## begin Text segment
SPMD#
SPMDEngine runs the streaming executor
in SPMD mode: the same Python script runs once per GPU, and each process owns its
local data fragment. Collective operations (shuffles, allgathers, joins) coordinate across
processes to produce a globally consistent result.
On startup, SPMDEngine pins the process to the CPU cores and NUMA node closest to its GPU.
Under rrun this binding is delegated to the launcher; outside rrun (single-process mode)
SPMDEngine performs it itself. See
HardwareBindingPolicy
to override this behaviour.
Single-GPU setup#
To use SPMDEngine on a single GPU, create the engine and
run your Python script as normal. You still get the full streaming executor (partitioned inputs,
spilling, scaling past device memory), you just don’t need any multi-process coordination:
# python my_script.py
import polars as pl
from cudf_polars.engine.spmd import SPMDEngine
with SPMDEngine() as engine:
result = (
pl.scan_parquet("/data/dataset/*.parquet")
.filter(pl.col("amount") > 100)
.group_by("customer_id")
.agg(pl.col("amount").sum())
.collect(engine=engine)
)
With a single rank, the Query symmetry requirement and
Collecting distributed results steps below do not apply,
collect() returns the full result directly.
Multi-GPU with rrun#
To run on more than one GPU, the same Python script must be launched collectively, and all
processes must be informed that they are participating in the cluster. This is the role of the
rrun launcher: it starts one process per GPU,
SPMDEngine detects this and bootstraps
a UCXX communicator across all ranks.
## end Text segment
## begin Extracted entries
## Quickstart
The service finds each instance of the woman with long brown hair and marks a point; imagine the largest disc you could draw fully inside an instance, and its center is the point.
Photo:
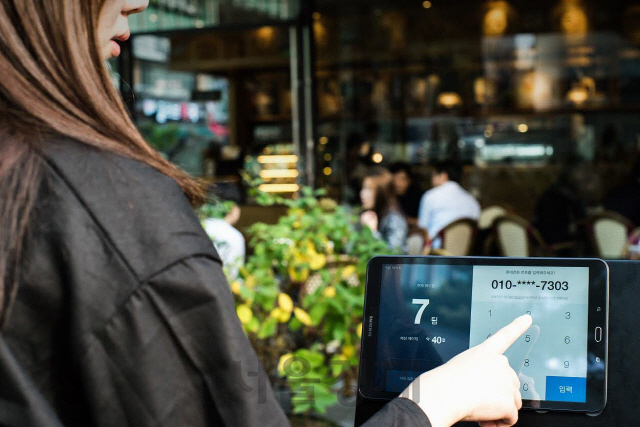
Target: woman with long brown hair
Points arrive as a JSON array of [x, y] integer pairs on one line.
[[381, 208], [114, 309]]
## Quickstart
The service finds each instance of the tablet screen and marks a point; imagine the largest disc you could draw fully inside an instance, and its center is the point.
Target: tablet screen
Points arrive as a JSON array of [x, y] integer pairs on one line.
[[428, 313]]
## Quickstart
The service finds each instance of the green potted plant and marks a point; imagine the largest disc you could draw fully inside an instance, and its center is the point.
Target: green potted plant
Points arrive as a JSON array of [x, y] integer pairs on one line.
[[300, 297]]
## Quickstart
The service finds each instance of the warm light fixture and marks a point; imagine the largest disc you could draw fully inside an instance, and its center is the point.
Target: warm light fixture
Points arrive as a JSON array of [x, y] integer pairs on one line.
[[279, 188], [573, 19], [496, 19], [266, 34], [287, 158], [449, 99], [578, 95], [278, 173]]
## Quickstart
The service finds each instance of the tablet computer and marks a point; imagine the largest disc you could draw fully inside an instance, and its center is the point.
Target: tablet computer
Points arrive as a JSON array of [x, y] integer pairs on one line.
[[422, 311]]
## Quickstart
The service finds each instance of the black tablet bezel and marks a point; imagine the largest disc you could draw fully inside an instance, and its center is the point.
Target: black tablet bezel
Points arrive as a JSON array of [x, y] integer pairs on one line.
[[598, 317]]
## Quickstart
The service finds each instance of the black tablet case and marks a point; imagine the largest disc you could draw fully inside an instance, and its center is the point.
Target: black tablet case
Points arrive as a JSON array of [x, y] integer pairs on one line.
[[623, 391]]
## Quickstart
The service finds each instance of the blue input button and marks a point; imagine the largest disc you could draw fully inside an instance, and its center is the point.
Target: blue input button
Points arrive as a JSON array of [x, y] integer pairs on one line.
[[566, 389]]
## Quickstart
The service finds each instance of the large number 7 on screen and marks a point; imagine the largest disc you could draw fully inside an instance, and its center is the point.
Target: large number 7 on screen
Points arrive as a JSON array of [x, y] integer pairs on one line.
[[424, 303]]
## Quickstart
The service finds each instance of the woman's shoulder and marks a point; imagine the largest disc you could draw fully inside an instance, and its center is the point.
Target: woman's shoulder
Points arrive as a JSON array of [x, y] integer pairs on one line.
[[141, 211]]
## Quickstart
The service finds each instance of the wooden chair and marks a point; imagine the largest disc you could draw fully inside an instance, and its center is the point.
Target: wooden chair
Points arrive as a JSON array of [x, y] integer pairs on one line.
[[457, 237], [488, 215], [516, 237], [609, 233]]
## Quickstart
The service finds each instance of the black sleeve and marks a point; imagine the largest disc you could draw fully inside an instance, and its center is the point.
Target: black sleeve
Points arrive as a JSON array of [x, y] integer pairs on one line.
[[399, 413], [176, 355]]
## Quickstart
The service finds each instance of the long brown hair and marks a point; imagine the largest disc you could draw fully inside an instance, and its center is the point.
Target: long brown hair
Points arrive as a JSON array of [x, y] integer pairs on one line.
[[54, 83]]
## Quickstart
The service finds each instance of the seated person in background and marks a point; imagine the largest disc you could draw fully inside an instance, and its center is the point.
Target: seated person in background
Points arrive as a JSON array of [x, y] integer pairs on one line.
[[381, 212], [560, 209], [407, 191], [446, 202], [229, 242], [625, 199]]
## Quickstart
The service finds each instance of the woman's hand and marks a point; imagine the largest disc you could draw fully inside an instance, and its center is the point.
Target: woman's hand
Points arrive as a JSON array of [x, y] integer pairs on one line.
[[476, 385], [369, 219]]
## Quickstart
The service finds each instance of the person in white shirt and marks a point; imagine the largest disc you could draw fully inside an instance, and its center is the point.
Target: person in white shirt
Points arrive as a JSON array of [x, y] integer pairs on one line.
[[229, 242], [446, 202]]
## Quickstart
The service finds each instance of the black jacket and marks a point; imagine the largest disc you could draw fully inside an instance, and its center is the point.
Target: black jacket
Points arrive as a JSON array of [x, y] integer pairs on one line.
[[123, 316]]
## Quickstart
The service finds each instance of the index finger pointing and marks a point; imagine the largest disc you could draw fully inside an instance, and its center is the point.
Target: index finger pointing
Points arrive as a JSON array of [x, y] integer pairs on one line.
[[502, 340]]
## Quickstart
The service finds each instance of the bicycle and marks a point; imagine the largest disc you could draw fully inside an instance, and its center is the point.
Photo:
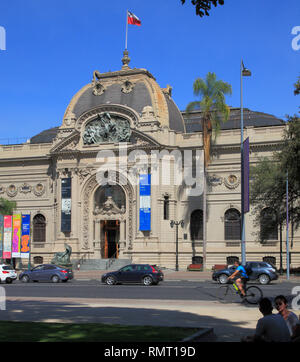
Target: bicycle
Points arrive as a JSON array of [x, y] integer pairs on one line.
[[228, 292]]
## end Extracted entries
# Problem set
a: According to the SPMD text, what does SPMDEngine pin the process to on startup?
b: Output the stored data entries, everything from the start of the entries down to the line containing "[[428, 313]]", as a two-column CSV with columns request and points, with one row per entry: its text and its answer, each in one quoted field with line breaks turned into spaces. Leave the pictures out.

# Answers provided
a: The CPU cores and NUMA node closest to its GPU.

b:
request,points
"## Quickstart The service finds each instance of the woman with long brown hair and marks a point; imagine the largest disc you could draw fully inside an instance, and its center is the point. Photo: Target: woman with long brown hair Points arrive as a JSON array of [x, y] integer pairs on one line.","[[381, 208], [114, 309]]"
"## Quickstart The service finds each instance of the tablet screen and marks a point; imagine the largest disc you could draw fully inside an instance, and its center is the point. Target: tablet screen Points arrive as a JSON array of [x, y] integer pairs on one line.","[[428, 313]]"